### Data shown ###

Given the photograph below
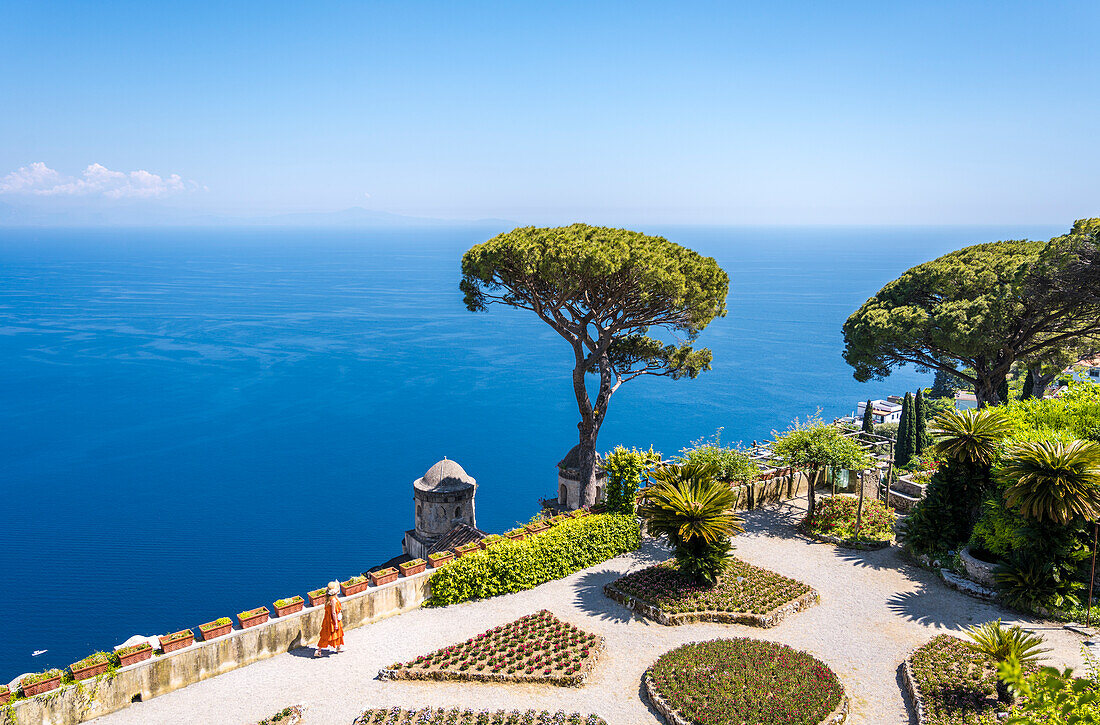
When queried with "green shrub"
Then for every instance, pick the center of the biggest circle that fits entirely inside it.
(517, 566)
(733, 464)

###
### Data shown ###

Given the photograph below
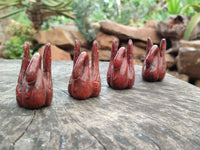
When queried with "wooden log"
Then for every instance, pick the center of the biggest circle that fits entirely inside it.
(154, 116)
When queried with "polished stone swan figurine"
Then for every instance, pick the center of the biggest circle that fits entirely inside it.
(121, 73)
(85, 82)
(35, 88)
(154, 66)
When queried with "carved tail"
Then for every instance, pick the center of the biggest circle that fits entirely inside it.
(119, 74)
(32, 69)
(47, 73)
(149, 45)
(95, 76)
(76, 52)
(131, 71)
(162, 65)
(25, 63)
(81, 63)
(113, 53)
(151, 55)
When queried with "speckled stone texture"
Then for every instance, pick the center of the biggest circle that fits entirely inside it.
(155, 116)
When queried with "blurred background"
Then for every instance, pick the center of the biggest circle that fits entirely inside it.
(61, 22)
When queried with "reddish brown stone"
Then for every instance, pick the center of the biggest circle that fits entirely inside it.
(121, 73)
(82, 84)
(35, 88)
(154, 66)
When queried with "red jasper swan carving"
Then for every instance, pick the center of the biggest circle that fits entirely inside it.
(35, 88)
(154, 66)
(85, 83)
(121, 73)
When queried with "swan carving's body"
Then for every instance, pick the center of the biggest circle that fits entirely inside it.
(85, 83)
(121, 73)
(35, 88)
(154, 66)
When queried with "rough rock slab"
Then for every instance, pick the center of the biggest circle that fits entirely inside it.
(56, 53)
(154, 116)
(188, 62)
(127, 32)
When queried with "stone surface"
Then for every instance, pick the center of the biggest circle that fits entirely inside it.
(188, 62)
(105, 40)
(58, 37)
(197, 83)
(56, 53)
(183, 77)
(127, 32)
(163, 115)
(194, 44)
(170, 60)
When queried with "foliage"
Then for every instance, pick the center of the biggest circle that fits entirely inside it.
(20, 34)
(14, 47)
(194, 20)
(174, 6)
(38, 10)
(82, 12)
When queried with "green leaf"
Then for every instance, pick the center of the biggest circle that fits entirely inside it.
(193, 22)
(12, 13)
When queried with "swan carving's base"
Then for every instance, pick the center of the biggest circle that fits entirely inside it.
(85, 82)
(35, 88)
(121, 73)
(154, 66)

###

**Written task**
How many of the lines above contain the word "stone"? Give only the number.

**Result of this exercise**
4